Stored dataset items
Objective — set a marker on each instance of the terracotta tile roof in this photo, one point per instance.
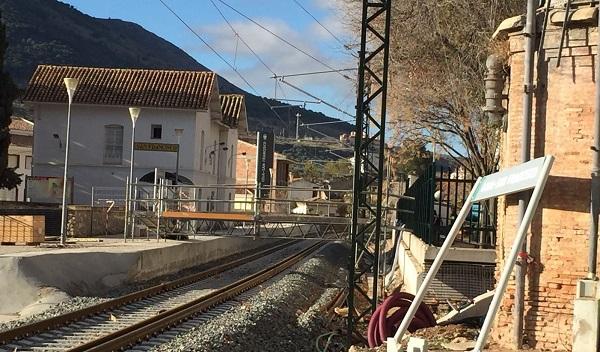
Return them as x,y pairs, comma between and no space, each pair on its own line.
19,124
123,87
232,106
--
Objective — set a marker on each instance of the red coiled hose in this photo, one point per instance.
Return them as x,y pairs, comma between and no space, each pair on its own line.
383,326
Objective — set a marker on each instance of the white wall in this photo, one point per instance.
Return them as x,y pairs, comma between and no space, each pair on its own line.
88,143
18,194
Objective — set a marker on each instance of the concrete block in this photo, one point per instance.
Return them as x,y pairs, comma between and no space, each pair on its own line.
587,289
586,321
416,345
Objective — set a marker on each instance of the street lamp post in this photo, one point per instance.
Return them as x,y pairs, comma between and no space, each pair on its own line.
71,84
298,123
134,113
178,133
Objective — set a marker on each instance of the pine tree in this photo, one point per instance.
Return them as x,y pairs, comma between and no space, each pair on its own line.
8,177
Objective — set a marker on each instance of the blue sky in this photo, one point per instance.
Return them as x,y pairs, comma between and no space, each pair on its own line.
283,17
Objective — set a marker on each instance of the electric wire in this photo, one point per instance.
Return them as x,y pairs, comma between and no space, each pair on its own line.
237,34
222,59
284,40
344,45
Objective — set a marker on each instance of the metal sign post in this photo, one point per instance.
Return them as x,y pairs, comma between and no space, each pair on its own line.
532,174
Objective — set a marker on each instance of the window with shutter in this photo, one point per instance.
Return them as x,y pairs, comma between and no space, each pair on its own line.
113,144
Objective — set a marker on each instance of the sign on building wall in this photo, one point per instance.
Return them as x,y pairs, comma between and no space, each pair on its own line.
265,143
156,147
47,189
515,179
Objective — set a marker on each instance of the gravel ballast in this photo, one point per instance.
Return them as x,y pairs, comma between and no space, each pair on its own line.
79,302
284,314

REQUEST ::
State how many lines in the items above contain the word "post", giving only the number.

RESULT FOR THIS EXERCISE ::
2